[Entries from a pointing dataset]
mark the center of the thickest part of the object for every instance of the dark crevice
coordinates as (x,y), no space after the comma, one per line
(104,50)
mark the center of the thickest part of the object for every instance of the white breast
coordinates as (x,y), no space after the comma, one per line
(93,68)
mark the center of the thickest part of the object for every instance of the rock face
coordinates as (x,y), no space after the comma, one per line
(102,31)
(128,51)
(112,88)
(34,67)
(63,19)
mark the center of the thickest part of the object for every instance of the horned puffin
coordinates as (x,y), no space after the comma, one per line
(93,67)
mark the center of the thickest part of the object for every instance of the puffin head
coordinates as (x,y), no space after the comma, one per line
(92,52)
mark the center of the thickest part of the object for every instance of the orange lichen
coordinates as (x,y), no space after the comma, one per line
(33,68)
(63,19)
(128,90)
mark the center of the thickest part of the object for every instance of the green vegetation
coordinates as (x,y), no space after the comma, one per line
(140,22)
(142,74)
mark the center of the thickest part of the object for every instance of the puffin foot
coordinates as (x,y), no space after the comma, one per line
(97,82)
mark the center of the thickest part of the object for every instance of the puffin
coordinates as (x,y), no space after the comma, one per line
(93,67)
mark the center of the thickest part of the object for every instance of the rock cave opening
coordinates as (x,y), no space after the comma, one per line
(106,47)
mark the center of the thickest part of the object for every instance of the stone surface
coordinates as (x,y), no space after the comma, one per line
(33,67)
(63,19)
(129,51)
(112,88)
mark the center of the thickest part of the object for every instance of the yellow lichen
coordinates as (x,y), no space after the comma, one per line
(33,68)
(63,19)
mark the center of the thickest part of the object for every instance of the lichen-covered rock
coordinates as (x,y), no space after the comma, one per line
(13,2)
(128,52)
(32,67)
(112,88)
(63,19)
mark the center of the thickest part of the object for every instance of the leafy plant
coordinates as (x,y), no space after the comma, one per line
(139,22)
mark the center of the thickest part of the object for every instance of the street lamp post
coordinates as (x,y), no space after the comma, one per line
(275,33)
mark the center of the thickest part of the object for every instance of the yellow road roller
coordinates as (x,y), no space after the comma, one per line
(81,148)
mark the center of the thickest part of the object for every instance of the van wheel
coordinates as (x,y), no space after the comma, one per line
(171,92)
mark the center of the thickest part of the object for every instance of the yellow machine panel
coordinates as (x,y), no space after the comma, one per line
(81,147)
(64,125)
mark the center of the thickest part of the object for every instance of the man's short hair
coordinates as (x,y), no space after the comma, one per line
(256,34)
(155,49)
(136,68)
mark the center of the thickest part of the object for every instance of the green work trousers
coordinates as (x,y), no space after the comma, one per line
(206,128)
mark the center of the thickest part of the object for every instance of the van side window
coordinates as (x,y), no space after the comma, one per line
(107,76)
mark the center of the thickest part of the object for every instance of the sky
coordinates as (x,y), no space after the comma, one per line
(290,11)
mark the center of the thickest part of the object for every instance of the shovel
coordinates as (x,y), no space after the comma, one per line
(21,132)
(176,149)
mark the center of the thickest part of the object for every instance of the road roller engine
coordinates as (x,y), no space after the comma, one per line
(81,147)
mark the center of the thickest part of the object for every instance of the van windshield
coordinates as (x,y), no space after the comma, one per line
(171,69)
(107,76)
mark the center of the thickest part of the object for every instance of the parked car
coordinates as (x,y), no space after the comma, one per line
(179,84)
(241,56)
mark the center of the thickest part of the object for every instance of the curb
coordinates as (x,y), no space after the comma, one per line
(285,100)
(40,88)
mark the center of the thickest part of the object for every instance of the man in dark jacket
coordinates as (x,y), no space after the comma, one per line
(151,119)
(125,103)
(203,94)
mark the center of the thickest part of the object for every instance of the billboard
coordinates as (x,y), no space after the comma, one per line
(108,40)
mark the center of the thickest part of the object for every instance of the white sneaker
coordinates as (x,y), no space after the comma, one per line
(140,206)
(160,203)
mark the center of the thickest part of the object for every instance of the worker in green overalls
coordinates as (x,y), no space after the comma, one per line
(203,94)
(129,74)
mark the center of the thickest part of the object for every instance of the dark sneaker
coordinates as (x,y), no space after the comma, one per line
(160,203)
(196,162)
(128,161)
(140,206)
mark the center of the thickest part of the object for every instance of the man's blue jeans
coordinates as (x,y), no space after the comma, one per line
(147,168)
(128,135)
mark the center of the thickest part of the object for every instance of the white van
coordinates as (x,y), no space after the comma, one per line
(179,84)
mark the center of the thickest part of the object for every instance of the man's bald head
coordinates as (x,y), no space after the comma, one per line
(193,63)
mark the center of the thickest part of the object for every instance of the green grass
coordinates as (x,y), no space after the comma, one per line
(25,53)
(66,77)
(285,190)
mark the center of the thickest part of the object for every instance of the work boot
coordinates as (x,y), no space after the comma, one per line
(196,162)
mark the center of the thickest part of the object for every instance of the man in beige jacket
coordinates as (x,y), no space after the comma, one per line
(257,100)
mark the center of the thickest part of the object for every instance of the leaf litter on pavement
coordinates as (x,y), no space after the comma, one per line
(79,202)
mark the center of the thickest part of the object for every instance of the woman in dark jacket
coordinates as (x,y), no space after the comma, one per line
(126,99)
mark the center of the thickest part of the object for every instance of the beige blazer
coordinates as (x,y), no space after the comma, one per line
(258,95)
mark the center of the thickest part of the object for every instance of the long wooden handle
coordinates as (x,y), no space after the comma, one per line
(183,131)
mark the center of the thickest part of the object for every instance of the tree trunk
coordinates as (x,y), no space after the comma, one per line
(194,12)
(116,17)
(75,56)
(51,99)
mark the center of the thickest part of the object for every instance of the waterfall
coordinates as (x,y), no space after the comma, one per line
---
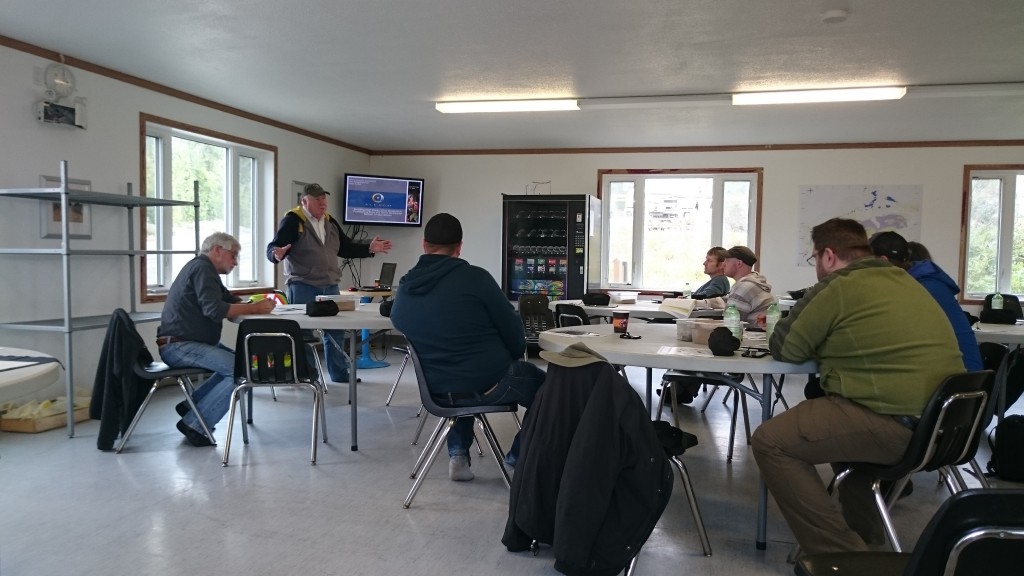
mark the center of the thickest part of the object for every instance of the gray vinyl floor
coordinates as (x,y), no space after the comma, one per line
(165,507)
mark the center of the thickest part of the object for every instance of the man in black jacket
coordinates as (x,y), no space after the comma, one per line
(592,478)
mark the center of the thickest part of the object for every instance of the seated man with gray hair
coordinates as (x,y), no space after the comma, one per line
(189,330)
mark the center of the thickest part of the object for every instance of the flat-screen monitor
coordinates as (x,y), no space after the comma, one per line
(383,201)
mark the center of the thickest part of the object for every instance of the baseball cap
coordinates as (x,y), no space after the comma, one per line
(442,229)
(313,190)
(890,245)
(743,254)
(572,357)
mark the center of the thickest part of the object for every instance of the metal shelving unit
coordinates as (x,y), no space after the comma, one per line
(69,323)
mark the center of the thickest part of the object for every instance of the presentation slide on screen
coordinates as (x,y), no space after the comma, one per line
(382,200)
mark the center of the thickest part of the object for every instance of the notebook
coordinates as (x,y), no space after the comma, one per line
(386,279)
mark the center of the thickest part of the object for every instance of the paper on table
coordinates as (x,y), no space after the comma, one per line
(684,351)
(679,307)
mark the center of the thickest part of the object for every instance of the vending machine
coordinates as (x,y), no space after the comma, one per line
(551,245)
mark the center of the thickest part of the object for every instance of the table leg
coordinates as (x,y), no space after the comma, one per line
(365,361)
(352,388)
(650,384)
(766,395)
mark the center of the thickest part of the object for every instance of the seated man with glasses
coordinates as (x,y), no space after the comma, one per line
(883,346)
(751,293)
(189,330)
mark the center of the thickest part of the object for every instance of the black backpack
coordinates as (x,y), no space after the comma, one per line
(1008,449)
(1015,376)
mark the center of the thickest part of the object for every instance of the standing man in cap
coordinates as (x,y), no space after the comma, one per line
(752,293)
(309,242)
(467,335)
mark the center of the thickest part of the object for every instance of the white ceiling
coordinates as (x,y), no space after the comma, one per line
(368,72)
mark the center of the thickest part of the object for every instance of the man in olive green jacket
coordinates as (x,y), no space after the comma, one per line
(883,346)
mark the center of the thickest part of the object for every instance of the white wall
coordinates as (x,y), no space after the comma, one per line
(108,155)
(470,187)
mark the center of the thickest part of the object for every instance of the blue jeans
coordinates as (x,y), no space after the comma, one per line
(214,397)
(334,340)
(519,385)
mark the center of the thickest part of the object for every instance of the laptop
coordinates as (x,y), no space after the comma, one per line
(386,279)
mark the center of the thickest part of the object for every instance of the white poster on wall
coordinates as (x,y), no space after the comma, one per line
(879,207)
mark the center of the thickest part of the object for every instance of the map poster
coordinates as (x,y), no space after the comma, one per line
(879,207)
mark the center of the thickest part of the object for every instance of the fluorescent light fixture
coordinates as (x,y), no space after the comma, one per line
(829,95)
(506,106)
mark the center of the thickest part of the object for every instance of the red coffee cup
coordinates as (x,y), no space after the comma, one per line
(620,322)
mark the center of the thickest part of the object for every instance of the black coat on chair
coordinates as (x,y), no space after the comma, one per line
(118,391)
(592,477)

■ INSTRUCTION
Identify every line in the entries above that contains the word "blue", and copy each of those lines.

■ RESPONSE FOR THIS EXERCISE
mark the center of the thickest part of the object for every instance of the man's blue jeans
mark the center of the thickest part of the object for every instance of the blue jeans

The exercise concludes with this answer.